**Document extract**.
********

In the case of the Defendant, the Defendant could assign a $100,000 high recovery with a 25% chance of success, a $50,000 medium recovery with a 50% chance, and a $20,000 low recovery with a 25% chance. The weighted average calculation is ($100,000 x 25% = $25,000) plus ($50,000 x 50% = $25,000) plus ($20,000 x 25% = $5,000) for a total of $55,000.00. The weighted average of $55,000.00 is then multiplied by the probable liability of 25% to yield a blended probable recovery of $13,750.00

#### Step Two: Continued Litigation Cost Calculation

Now that we know the probable recovery, the next step is calculating the continued litigation costs. Simply relying upon the probable recovery fails to account for the additional costs that must be expended for a trial if a settlement is not accepted.

The client and the lawyer should work together to list all costs for continuing the litigation. This would include the direct tangible costs for legal expenses (experts, reports, transcripts) and legal fees. The client should also attribute a value to the indirect intangible costs for the time, resources, stress, damaged relationships, or lost business opportunities during litigation. The total of the tangible and intangible costs represents the total cost for continued litigation in the event a settlement is not accepted.

#### Step Three: Risk-Adjusted Value Calculation

The final step in calculating the risk-adjusted value of the case is to account for the costs of continued litigation in Step Two. For a Plaintiff, the costs of continued litigation must be subtracted from the probable recovery in Step One. For a Defendant, the costs of continued litigation must be added to the probable recovery in Step One. In both instances, the parties are accounting for the anticipated costs of continuing the litigation through trial.

###### Plaintiff Risk-Adjusted Value

If we go back to our Plaintiff, the risk-adjusted value of the case would be the probable recovery of $63,281.25 minus the costs for continued litigation. For this example, let us assume the legal fees are $10,000.00, legal costs are $4,000.00, and the client adds $5,000 for intangible costs for a total of $19,000.00. Subtracting $19,000 as the costs for continued litigation from the earlier probable recovery of $63,281.25 would yield a risk-adjusted value of $44,281.25. The risk-adjusted value represents the net recovery the Plaintiff would obtain after a trial while accounting for risk, probable outcomes, and costs.

###### Defendant Risk-Adjusted Value

For our Defendant, the risk-adjusted value of the case would be the probable recovery of $13,750.00 plus the costs for continued litigation. Here, let's assume the legal fees on the defense side are $7,500.00, legal costs are $4,000.00, and the client adds $2,500 for intangible costs for a total of $14,000.00. Adding $14,000 to the earlier probable recovery of $13,750.00 would yield a risk-adjusted value of $27,750.00. In this case, the risk-adjusted value represents the net amount the Defendant would expect to pay after a trial while accounting for risk, probable outcomes, and costs.

********

[Collected data]

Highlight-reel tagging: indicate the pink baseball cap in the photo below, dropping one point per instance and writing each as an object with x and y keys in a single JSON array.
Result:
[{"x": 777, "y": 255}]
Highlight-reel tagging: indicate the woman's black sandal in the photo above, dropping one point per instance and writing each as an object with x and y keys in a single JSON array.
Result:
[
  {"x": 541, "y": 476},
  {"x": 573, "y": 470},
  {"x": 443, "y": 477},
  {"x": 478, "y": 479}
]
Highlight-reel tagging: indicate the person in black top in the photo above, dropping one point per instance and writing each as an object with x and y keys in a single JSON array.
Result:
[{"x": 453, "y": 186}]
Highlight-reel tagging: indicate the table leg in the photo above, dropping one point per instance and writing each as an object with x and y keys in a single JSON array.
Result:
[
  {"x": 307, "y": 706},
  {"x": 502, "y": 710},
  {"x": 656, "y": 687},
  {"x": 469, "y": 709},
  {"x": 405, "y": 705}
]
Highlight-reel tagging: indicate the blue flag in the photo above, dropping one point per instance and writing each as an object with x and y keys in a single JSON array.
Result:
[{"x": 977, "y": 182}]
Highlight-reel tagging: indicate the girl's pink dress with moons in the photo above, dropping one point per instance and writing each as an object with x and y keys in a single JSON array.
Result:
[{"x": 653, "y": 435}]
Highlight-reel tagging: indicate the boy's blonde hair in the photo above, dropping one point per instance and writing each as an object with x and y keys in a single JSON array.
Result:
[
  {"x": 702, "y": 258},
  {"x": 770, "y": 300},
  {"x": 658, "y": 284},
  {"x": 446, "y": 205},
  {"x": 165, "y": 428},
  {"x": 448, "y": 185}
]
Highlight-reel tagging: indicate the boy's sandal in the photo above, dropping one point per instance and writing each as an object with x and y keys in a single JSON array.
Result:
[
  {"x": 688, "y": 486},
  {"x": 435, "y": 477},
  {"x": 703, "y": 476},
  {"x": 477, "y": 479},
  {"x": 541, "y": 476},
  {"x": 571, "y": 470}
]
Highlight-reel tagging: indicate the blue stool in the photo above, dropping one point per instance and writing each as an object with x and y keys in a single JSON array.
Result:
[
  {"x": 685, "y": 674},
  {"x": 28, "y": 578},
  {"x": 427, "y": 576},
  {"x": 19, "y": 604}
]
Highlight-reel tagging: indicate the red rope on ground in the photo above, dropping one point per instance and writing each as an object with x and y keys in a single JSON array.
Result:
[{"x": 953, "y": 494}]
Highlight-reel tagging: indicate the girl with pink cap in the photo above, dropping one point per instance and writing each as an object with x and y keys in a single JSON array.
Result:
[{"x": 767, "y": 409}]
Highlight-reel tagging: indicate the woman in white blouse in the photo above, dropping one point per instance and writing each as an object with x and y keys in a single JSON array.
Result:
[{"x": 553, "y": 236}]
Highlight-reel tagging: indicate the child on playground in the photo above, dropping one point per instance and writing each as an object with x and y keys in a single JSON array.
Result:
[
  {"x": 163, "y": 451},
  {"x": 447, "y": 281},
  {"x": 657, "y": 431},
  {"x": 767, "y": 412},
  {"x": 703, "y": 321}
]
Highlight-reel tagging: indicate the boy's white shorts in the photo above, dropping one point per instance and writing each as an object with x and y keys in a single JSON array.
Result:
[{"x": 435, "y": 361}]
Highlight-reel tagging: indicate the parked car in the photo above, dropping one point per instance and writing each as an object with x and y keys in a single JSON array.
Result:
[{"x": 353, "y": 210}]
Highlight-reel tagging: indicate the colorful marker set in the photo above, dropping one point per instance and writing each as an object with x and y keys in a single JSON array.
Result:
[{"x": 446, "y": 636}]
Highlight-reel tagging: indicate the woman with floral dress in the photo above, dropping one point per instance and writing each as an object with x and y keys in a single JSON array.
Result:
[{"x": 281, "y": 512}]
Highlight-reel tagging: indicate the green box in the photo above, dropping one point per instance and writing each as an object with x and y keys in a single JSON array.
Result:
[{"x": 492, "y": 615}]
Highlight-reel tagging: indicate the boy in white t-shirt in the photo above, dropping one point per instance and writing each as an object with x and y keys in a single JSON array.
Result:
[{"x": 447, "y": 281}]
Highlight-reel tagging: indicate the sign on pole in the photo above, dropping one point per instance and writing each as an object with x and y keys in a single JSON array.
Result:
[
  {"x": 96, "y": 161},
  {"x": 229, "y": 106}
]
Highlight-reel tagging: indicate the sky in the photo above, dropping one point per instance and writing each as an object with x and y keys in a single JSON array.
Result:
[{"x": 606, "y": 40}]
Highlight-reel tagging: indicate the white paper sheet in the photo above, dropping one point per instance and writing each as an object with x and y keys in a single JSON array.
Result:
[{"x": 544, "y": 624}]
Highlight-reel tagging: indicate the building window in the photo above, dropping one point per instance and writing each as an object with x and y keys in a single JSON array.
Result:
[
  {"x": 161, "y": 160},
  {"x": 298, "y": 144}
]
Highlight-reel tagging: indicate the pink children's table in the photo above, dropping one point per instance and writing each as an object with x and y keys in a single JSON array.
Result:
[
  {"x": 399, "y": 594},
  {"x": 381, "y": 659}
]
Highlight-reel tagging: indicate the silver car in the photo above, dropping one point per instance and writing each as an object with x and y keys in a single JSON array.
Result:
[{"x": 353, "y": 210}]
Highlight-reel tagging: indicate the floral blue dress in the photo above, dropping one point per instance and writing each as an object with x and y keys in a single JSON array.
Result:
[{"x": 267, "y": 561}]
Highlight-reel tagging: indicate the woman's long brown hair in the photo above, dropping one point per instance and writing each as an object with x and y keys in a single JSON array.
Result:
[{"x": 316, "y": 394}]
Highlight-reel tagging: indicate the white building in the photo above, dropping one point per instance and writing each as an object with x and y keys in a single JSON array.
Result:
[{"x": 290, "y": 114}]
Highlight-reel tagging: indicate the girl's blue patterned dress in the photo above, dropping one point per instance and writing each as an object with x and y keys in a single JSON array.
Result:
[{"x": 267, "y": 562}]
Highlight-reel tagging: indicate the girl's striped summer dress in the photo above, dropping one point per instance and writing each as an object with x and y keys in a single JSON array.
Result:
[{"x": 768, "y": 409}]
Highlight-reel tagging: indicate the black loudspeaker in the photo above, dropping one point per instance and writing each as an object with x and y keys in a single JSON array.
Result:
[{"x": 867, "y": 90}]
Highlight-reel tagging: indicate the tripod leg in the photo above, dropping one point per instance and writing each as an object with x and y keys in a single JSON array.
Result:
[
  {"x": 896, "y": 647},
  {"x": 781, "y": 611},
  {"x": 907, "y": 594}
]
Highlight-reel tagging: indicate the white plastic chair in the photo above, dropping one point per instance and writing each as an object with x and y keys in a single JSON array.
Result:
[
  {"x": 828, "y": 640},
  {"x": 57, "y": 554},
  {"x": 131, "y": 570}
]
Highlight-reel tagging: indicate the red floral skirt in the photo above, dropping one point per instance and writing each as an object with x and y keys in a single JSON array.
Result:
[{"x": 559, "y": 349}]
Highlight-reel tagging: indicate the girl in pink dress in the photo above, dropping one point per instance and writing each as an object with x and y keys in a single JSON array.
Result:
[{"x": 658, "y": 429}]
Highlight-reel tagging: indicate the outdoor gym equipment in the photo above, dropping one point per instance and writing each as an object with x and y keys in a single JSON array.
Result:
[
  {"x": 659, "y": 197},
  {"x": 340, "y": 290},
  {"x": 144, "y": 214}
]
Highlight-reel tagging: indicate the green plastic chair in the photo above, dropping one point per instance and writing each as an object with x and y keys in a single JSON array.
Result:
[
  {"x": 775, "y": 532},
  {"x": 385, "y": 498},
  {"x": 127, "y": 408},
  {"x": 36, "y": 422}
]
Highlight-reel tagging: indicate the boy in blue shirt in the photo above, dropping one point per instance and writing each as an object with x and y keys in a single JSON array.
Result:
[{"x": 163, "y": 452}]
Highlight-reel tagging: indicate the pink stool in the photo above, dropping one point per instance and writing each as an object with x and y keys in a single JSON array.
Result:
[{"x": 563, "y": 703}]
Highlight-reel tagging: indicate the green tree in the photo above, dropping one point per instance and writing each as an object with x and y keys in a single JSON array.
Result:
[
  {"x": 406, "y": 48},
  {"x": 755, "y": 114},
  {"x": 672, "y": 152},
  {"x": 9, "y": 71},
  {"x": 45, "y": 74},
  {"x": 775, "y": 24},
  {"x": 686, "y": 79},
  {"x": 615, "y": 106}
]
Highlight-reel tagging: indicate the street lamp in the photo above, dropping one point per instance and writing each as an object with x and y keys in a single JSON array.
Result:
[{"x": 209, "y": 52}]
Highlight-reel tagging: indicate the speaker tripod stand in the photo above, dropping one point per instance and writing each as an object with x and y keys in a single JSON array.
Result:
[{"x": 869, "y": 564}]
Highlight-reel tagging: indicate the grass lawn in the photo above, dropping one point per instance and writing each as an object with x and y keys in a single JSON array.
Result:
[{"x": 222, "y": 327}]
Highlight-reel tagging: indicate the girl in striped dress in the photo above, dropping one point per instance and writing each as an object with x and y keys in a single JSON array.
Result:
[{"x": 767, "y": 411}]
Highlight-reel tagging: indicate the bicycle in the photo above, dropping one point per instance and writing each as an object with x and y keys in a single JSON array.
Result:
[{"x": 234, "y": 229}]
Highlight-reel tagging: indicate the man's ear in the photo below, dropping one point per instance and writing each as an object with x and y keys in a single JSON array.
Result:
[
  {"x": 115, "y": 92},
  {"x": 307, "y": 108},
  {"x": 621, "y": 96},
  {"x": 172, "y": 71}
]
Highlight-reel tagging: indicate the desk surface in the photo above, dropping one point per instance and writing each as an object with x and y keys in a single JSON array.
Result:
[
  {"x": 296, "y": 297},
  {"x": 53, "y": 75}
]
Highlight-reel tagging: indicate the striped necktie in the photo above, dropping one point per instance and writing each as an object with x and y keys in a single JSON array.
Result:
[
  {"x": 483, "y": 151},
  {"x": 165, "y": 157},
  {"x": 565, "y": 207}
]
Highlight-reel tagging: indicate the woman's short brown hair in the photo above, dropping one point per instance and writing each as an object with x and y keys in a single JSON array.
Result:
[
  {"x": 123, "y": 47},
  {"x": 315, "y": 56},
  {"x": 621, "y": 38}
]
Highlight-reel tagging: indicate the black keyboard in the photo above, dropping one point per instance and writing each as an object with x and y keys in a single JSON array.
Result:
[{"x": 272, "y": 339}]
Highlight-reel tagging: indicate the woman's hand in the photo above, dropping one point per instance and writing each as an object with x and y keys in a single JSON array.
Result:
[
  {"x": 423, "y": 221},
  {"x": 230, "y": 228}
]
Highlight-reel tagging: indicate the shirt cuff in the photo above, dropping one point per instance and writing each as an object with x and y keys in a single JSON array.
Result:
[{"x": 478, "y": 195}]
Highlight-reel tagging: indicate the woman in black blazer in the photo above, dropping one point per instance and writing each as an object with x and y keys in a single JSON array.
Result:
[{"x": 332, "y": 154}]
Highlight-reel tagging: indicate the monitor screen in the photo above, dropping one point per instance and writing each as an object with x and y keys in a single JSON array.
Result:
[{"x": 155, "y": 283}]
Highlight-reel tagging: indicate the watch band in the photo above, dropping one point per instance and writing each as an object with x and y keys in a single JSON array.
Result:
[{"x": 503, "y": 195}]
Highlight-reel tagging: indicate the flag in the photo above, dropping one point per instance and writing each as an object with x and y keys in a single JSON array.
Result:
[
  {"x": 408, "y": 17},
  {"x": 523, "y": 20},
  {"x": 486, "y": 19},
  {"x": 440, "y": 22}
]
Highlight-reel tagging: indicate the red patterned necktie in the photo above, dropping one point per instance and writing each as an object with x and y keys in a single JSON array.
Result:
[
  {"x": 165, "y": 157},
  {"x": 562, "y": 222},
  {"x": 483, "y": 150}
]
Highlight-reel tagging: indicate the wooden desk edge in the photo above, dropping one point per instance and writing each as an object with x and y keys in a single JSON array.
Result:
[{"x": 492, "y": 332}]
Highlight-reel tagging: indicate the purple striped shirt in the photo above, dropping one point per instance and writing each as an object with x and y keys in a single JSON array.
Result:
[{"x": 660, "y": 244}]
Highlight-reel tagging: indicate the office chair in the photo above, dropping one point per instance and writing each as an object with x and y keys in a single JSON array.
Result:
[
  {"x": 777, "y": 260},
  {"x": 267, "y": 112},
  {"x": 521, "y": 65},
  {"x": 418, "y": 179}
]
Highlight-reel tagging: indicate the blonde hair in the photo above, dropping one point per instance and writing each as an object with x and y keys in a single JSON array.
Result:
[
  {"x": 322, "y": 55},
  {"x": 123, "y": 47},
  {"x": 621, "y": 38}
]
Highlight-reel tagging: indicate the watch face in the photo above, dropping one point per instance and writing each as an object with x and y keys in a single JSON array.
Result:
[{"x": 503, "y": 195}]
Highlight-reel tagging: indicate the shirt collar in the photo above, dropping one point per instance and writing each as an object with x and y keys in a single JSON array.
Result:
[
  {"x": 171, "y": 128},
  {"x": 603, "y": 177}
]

********

**Exercise requirements**.
1) Collect every line of the entries that contains the word "watch".
2) Write the next part of the passage on risk-adjusted case value, beginning right after its final sentence.

**Answers provided**.
1)
Highlight-reel tagging: indicate the watch band in the photo above, dropping one point per instance and writing each as an object with x and y keys in a single JSON array.
Highlight-reel tagging: indicate the watch face in the photo above, dropping one point per instance and writing each as an object with x and y keys in a single JSON array.

2)
### Impact of Risk-Adjusted Value

There are some notable observations from the example case. In a traditional mediation negotiation, we could expect the Plaintiff to open with a demand of $100,000 or more. Likewise, we could expect the Defendant to offer $10,000 or less initially. The gap between these two offers could be $90,000 or more. From here, the parties will then make small concessions back and forth. Given the extreme anchors the parties have set from the start, each concession will eventually feel painful to each side, and the gap may never be narrowed.

However, if the parties prepared a data-driven analysis of their claims using a risk-adjusted value calculation, they would find that they are much closer to resolution than they thought. The gap between the risk-adjusted values in our example is less than $17,000. This would be the space where the parties can strike a settlement, and it is much easier to overcome than the $90,000 gap they started with. I intentionally created the case example so as to emphasize a more favorable view of the case from each side's perspective. If the parties were closer to each other in their assessment of liability and damages, the gap would be even smaller.

### Using Risk-Adjusted Value at Mediation

Parties that calculate a risk-adjusted value of their case are in a better position to evaluate offers and negotiate at mediation. They have created an objective guidepost for what their case is worth at mediation in order to account for the risk of a future trial, its probable outcomes, and all the expenses for the trial.

Rather than relying on hunches, guesses, or being swayed by emotions, the parties can make informed decisions about whether a proposed offer at mediation makes sense to them. The calculated risk-adjusted value is an objective guideline that can be used as a bottom line for mediation.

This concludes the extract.